== EXERCISE DIRECTIONS ==
Can you carry on the passage about the rise of scientific research in Brazil, picking up right after its last sentence?

== TEXT EXCERPT ==
Brazil was an open-air laboratory available and unknown. The richness of its natural resources and the virgin beauty of the vegetation, along with the diversity, offered the exuberance of the fauna and the flora, besides minerals and much water in mighty rivers, full of fishing varieties. In this way, researchers, intellectuals and clergymen of different Catholic denominations were responsible for the diverse collection of atlases and geographical maps, anatomy and physiology of animals and plants that, along with the discovery of the unpublished and exotic, were classified in families and species also linked to nature in the form of artistic descriptions.
Only in the 19th century did some research institutes emerge as scientific entities. It was in this context that the Botanical Garden (1808), the National Observatory (1827), the Museu Paraense Emílio Goeldi (1866) – the first unit to do social research in Brazil -, the Agronomic Institute of Campinas (1887) of Mineralogy of Ouro Preto and, at the threshold of the 20th century, Manguinhos (1900), now Fiocruz in Rio de Janeiro, and Instituto Butantã (1900) in São Paulo were instituted.

Excerpts of labeled region data
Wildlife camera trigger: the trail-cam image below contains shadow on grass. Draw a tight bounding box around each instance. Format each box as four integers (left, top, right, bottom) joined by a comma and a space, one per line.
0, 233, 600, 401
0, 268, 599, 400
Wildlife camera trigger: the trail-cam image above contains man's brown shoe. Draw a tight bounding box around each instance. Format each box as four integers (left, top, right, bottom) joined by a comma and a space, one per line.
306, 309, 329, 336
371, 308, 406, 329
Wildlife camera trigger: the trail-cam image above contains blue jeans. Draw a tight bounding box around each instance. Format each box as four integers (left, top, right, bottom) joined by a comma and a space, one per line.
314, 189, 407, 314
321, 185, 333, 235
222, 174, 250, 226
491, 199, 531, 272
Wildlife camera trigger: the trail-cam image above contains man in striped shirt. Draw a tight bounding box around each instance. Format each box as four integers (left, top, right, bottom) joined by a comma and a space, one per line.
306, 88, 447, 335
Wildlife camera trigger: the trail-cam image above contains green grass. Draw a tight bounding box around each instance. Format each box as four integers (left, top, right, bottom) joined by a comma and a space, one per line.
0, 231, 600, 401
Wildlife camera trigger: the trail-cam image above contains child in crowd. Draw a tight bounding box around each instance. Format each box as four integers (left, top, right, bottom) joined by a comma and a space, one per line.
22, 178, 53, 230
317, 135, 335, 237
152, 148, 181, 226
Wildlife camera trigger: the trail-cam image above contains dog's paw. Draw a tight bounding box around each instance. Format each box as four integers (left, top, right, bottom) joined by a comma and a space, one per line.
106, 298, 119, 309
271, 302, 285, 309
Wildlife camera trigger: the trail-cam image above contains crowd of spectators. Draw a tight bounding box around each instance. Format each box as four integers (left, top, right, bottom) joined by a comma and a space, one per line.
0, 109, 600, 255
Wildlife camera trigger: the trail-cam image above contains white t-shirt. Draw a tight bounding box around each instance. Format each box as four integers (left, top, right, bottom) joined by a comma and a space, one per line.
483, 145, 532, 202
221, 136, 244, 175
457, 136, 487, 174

== RESULT ==
After several attempts and constant discontinuities, Brazil awakened to the importance of the University, still as an institution for training human resources and for encouraging research. And, on the initiative of Governor Armando Salles de Oliveira, with the support of businessmen led by the Journalist Júlio de Mesquita Filho, in 1934 the University of São Paulo was created, with, from its inception, a strong concern for scientific research. However, the Brazilian case differed from the countries that made the Industrial Revolution between the eighteenth and nineteenth centuries, and which were awakened to the importance of technology and the need for industries to associate themselves with technological research, even if timidly, with the existing universities. The concept “Technology” went unnoticed by the Brazilian University until the end of the third quarter of the twentieth century.
The Brazilian Academy of Sciences (ABC), created in 1917, and the Brazilian Society for the Advancement of Science (SBPC), in 1948, as well as CNPq and Capes, both created in 1951, praised Science but forgot about Technology. These examples identify the fragility of the Brazilian Research System focused on technology. Paradoxically, Brazil was able to industrialize without having strong institutions in technology; hence the adoption of the “easier” model of import substitution.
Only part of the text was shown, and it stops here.